» **Work instructions**
An exact retyping of all lines below is the answer; pictures do not belong in it.

Input Block Start

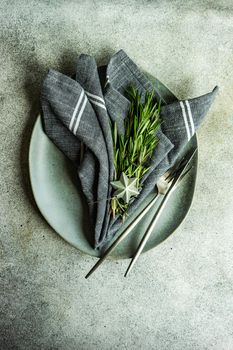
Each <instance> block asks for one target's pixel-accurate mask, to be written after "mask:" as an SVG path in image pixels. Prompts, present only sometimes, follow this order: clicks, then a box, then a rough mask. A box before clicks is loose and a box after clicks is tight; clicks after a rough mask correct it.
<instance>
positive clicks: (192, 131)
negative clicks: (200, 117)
mask: <svg viewBox="0 0 233 350" xmlns="http://www.w3.org/2000/svg"><path fill="white" fill-rule="evenodd" d="M185 104H186V107H187V111H188V116H189V122H190V125H191V130H192V136H193V135H194V134H195V127H194V123H193V116H192V112H191V108H190V104H189V101H187V100H185Z"/></svg>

Input Block End

» **Expected output**
Each <instance> block asks for one target's pixel-accurate mask, to be written after "mask:" as an SVG path in image pixels. Prompts, present only sometimes, follow this order: clicks, then a box, then a rough mask. A box before clicks is loose and a box after clicks is tight; clicks after a rough mask correct it.
<instance>
positive clicks: (192, 131)
negative clicks: (200, 117)
mask: <svg viewBox="0 0 233 350" xmlns="http://www.w3.org/2000/svg"><path fill="white" fill-rule="evenodd" d="M185 104H186V107H187V111H188V116H189V122H190V125H191V130H192V136H193V135H194V134H195V127H194V123H193V116H192V112H191V108H190V104H189V101H187V100H185Z"/></svg>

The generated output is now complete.